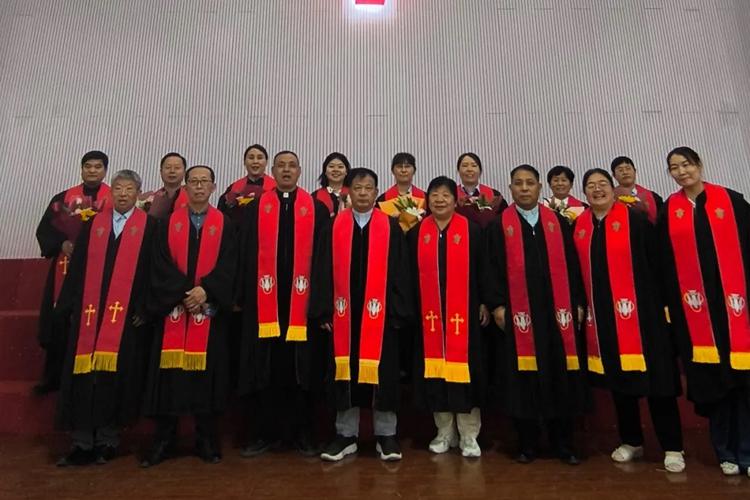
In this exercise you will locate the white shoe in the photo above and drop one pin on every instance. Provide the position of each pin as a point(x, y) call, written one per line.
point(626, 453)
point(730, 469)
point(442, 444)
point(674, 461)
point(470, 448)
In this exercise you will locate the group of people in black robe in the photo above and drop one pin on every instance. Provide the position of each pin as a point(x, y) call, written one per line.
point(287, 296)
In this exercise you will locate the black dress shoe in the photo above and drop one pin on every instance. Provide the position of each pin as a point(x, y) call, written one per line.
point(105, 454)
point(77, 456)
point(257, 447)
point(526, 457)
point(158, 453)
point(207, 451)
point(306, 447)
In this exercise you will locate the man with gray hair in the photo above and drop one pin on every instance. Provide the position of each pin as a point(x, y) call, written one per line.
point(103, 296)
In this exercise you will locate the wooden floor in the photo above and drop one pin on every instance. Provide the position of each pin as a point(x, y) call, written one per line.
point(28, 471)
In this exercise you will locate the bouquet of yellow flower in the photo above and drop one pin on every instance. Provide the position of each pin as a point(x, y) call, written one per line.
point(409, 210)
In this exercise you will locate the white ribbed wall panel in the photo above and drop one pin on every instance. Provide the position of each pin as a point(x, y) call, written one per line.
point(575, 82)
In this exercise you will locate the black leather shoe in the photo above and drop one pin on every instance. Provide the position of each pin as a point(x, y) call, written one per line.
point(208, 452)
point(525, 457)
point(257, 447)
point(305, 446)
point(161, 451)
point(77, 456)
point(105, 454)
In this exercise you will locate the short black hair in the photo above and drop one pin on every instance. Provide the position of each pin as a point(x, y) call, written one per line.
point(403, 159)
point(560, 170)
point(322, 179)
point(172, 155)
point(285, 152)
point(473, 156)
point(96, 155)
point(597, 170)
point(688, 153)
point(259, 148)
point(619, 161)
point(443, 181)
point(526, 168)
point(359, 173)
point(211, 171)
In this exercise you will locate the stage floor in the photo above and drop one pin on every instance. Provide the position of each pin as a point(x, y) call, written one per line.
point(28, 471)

Task directions: Omit every picture, then reproduce the rest of the listing exactly.

Written solution:
In this exercise you will locate the white shoe in the photo above and drop one pin on every instance. Provide the position of each pin as a point(x, y) call, written one per line.
point(626, 453)
point(730, 469)
point(442, 444)
point(674, 461)
point(470, 448)
In this exercise you will locate the group of people in black robe in the photo above and drop one pin on every instance. Provide the position of each pin as a point(x, y) call, written one per line.
point(287, 296)
In this exercise you will locate the black dress shoe in the photo above and drop one pin on every instance. Provide the position of each pin as a point(x, y) call, written one per line.
point(105, 454)
point(77, 456)
point(257, 447)
point(526, 457)
point(158, 453)
point(207, 451)
point(306, 447)
In this exercise you will locate the man with gray hair in the photo above and drop one pin on every instance. Provide the position of each pin as a point(x, y) call, written one per line.
point(103, 296)
In this exercise you will locate the wooden floor in the photo above and drop one pin on every instance. Provide the position of each pin as a point(x, y) call, written one per line.
point(28, 471)
In this exercise you will locate the bouquet of yellow flower in the photo above and drop one pin on every instance. Provide the position of each pin as a point(x, y) call, written one per line.
point(409, 210)
In this exercise you will locate the white ribbed wall panel in the photo above and drop one pin on every instance. Provide the position of each pin as a point(x, y) call, written one per line.
point(575, 82)
In this exercise you will locate the black leather shoe in the photo above and drop one pin on every instance. Provide the position of each pin as a point(x, y) call, written one per line.
point(208, 452)
point(525, 457)
point(257, 447)
point(305, 446)
point(161, 451)
point(77, 456)
point(105, 454)
In this exercise you will locate the short black hair in the photo above and drop one pin on every instance. Provide the position of each pin as a point(x, y) call, written one per line.
point(403, 159)
point(560, 170)
point(322, 179)
point(172, 155)
point(285, 152)
point(473, 156)
point(96, 155)
point(597, 170)
point(688, 153)
point(259, 148)
point(619, 161)
point(443, 181)
point(526, 168)
point(359, 173)
point(211, 171)
In this exercise you will locate the stage floor in the photo above and drop one pin on every instance. Provide the position of each pin as a point(x, y) call, written one per line.
point(28, 471)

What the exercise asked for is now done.